Aim
Could you print all the entries exactly?

Data to use

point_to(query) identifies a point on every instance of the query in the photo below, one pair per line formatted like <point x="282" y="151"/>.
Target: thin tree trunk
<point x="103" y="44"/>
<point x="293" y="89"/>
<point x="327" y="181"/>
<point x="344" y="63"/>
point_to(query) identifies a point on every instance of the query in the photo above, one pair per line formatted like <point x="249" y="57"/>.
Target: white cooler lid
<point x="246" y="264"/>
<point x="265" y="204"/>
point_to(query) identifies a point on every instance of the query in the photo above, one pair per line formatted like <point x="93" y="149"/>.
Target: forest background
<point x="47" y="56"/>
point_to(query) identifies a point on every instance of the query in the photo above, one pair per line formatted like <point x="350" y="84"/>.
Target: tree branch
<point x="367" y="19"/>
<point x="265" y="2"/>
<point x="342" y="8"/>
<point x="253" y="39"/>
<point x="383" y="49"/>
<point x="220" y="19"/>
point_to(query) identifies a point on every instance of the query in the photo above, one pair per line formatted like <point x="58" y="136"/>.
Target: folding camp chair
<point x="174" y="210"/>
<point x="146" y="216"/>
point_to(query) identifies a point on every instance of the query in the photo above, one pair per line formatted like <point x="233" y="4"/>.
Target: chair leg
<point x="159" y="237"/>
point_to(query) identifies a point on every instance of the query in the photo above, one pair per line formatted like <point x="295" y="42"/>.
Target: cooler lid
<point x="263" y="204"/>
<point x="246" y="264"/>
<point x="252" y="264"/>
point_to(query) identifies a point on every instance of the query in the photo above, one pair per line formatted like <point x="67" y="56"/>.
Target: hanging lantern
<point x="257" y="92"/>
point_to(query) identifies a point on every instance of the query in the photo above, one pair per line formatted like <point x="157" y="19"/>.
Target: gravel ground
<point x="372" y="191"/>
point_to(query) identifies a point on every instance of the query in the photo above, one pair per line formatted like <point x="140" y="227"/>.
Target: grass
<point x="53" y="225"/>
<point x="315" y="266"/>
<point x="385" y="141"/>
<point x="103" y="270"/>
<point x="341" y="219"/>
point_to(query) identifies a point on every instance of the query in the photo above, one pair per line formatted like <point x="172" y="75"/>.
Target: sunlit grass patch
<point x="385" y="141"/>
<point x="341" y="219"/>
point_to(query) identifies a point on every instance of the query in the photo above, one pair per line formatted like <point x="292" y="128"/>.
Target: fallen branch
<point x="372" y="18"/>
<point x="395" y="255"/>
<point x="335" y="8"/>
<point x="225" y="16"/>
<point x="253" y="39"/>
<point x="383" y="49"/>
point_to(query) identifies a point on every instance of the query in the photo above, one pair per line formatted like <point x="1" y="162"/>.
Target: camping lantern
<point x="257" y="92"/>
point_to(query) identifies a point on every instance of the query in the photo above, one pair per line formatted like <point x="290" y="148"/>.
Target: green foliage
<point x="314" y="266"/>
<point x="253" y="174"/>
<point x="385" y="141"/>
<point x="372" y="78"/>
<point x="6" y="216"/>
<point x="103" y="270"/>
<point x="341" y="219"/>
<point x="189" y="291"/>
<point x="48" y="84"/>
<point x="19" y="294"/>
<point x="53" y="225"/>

Exercise result
point_to(query) identifies a point on every instance of the query in the photo below, one pair per line formatted like <point x="282" y="151"/>.
Target: thin tree trunk
<point x="103" y="44"/>
<point x="293" y="89"/>
<point x="327" y="181"/>
<point x="344" y="63"/>
point_to(query) identifies a point on every instance of the query in the photo above, one pair per line formatted like <point x="249" y="57"/>.
Target: white cooler lid
<point x="246" y="264"/>
<point x="265" y="204"/>
point_to(query) identifies a point on every instance of the query in the photo above, one pair per line formatted like <point x="93" y="149"/>.
Target: forest background
<point x="47" y="56"/>
point_to(query) identifies a point on every instance of the query in the photo above, one pair per line formatted like <point x="350" y="84"/>.
Target: tree branch
<point x="367" y="19"/>
<point x="265" y="2"/>
<point x="342" y="8"/>
<point x="253" y="39"/>
<point x="383" y="49"/>
<point x="220" y="19"/>
point_to(query) identifies a point on every instance of the query in the photo above, one pair per line formatted like <point x="58" y="136"/>.
Target: folding camp chair
<point x="174" y="210"/>
<point x="146" y="216"/>
point_to(query) identifies a point on every instance of the query in the photo above, one pair per line formatted like <point x="233" y="4"/>.
Target: chair leg
<point x="159" y="237"/>
point_to(query) identifies a point on every instance of the query in the photo above, one pair per line formatted like <point x="295" y="42"/>.
Target: cooler lid
<point x="263" y="204"/>
<point x="246" y="264"/>
<point x="252" y="264"/>
point_to(query) identifies a point on every instance of the query in the photo above, one pair per line formatted like <point x="67" y="56"/>.
Target: hanging lantern
<point x="257" y="92"/>
point_to(query) identifies a point on every instance of the query in the photo above, one pair per line formatted like <point x="157" y="19"/>.
Target: gravel ground
<point x="372" y="191"/>
point_to(query) identifies a point on every instance of the query in the photo above, one pair per line formatted like <point x="140" y="227"/>.
Target: grass
<point x="53" y="225"/>
<point x="315" y="266"/>
<point x="385" y="141"/>
<point x="103" y="270"/>
<point x="341" y="219"/>
point_to(query) identifies a point on every instance of the query in the photo above, one pair per line formatted like <point x="172" y="75"/>.
Target: sunlit grass patch
<point x="385" y="141"/>
<point x="341" y="219"/>
point_to(query) identifies a point on every instance of the query in the photo above, one pair per line formatted like <point x="292" y="128"/>.
Target: fallen branch
<point x="372" y="18"/>
<point x="395" y="255"/>
<point x="335" y="8"/>
<point x="225" y="16"/>
<point x="253" y="39"/>
<point x="383" y="49"/>
point_to(query) identifies a point on every instance of the query in the photo above, one pair per line formatted like <point x="1" y="162"/>.
Target: camping lantern
<point x="257" y="92"/>
point_to(query) identifies a point on every instance of the query in the photo above, one pair per line formatted like <point x="290" y="148"/>.
Target: green foliage
<point x="314" y="266"/>
<point x="253" y="174"/>
<point x="385" y="141"/>
<point x="372" y="78"/>
<point x="6" y="216"/>
<point x="103" y="270"/>
<point x="341" y="219"/>
<point x="189" y="291"/>
<point x="48" y="84"/>
<point x="19" y="294"/>
<point x="53" y="225"/>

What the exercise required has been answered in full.